> **WORK TO COMPLETE**
Extract every line of the listing below that contains the string "coordinates". Case counts.
■ ■ ■ ■ ■ ■ ■
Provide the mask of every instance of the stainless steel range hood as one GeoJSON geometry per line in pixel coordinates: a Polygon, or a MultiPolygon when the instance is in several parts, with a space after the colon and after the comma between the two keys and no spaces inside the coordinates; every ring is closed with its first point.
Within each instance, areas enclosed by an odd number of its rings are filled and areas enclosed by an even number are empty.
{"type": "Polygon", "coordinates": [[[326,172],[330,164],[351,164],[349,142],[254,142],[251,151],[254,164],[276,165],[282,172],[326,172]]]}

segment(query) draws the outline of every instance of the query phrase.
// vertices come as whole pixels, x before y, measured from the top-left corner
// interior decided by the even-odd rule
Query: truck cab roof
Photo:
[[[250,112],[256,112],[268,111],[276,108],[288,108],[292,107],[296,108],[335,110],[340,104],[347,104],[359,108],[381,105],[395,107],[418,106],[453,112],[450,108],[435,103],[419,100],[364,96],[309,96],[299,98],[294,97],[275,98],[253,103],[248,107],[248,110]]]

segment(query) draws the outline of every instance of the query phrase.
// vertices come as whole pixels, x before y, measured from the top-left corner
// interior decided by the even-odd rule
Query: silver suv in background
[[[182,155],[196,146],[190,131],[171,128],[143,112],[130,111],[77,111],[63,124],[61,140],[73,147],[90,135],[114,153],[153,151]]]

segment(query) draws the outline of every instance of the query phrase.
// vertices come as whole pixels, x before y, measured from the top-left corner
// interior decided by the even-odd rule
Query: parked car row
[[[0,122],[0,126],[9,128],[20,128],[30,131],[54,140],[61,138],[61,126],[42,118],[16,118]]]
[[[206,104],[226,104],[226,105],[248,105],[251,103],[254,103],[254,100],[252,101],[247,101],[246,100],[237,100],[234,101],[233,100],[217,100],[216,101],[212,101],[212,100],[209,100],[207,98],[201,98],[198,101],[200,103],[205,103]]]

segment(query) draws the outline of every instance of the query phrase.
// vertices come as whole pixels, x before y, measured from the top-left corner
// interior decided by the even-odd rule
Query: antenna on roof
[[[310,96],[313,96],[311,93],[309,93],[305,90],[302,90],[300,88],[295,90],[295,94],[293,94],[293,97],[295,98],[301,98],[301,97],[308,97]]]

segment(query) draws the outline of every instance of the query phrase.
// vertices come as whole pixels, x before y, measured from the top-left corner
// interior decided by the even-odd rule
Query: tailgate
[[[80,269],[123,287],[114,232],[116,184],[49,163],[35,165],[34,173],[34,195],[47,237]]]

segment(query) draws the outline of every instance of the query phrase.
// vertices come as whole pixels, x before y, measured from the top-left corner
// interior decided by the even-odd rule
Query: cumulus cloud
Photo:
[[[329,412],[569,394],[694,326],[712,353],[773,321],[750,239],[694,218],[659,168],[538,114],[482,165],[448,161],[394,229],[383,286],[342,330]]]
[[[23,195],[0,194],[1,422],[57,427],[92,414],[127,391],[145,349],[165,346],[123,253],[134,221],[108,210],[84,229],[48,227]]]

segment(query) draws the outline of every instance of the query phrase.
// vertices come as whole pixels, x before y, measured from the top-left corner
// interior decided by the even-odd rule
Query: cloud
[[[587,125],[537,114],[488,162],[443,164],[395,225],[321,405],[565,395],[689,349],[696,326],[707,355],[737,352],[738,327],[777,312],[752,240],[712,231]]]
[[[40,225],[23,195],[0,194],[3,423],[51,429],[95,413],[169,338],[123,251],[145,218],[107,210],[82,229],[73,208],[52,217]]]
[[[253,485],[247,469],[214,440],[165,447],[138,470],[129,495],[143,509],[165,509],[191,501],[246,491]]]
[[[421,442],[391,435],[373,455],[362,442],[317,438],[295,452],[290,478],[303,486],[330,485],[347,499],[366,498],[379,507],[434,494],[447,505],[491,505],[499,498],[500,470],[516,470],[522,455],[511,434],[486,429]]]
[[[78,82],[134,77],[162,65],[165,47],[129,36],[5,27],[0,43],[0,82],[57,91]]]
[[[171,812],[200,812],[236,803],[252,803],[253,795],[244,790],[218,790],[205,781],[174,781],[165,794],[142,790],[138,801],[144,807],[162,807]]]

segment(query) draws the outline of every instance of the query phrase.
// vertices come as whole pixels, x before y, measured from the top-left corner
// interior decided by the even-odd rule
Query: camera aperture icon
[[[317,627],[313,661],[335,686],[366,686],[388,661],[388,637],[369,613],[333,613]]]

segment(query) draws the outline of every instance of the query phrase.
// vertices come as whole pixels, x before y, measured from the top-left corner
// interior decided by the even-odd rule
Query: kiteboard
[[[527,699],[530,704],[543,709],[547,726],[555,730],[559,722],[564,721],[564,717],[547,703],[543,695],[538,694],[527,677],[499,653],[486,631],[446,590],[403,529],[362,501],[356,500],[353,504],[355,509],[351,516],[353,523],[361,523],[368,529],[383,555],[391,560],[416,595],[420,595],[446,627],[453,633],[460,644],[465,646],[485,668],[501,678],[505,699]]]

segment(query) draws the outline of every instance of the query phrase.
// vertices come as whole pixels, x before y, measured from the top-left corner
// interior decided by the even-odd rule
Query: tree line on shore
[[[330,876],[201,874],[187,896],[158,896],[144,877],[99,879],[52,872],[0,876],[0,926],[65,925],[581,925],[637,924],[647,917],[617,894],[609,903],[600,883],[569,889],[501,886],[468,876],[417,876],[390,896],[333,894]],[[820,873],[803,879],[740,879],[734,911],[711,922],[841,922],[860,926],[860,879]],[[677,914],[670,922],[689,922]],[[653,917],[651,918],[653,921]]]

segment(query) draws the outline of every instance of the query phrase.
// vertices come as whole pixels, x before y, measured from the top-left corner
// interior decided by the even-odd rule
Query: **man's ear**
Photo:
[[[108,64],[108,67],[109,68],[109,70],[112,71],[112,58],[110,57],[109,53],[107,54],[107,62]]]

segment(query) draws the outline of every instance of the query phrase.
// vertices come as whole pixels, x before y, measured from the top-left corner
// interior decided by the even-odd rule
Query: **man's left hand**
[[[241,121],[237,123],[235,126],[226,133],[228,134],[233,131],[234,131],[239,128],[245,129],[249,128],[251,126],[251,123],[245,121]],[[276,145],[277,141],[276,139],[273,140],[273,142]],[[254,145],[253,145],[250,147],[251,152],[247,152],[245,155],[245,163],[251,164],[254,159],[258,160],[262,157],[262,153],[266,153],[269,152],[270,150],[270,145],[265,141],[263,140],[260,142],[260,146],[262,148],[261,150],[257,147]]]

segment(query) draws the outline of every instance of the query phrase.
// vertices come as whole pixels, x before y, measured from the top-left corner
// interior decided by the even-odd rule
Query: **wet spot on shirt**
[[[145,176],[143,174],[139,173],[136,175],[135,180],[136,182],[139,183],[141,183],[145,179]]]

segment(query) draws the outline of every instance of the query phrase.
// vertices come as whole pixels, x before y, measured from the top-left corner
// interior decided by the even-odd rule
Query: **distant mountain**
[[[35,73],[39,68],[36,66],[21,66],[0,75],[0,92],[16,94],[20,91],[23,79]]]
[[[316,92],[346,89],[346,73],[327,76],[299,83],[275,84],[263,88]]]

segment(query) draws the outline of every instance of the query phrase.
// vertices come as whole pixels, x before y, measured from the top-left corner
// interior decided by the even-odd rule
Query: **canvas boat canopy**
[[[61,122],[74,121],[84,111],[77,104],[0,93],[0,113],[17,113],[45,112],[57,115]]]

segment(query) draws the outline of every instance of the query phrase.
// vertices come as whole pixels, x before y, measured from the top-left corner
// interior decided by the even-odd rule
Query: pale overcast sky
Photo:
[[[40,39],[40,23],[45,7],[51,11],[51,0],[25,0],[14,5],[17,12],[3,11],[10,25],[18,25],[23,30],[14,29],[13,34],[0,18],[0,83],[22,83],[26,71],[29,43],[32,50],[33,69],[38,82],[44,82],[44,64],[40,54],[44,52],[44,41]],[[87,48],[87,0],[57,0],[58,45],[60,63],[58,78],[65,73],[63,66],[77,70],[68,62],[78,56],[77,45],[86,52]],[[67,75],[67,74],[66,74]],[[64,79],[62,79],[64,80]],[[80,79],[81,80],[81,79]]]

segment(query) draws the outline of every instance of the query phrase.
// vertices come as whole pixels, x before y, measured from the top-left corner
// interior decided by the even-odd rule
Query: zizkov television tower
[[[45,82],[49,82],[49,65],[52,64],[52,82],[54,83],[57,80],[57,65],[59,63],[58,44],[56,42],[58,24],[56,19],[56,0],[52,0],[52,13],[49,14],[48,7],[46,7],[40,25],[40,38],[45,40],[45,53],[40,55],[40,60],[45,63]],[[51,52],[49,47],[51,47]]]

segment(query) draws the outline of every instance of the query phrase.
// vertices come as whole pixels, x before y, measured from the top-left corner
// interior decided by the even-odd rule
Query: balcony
■ ■ ■ ■ ■ ■ ■
> **CORRECT RESULT**
Provide the mask of every instance of the stainless steel range hood as one GeoJSON geometry per line in pixel coordinates: a Polygon, or a MultiPolygon when the instance is in several parts, with a space after the colon and after the comma between the two keys and no spaces inside the coordinates; every ring is closed with its first point.
{"type": "Polygon", "coordinates": [[[326,172],[330,164],[351,164],[349,142],[254,142],[251,151],[254,164],[276,165],[282,172],[326,172]]]}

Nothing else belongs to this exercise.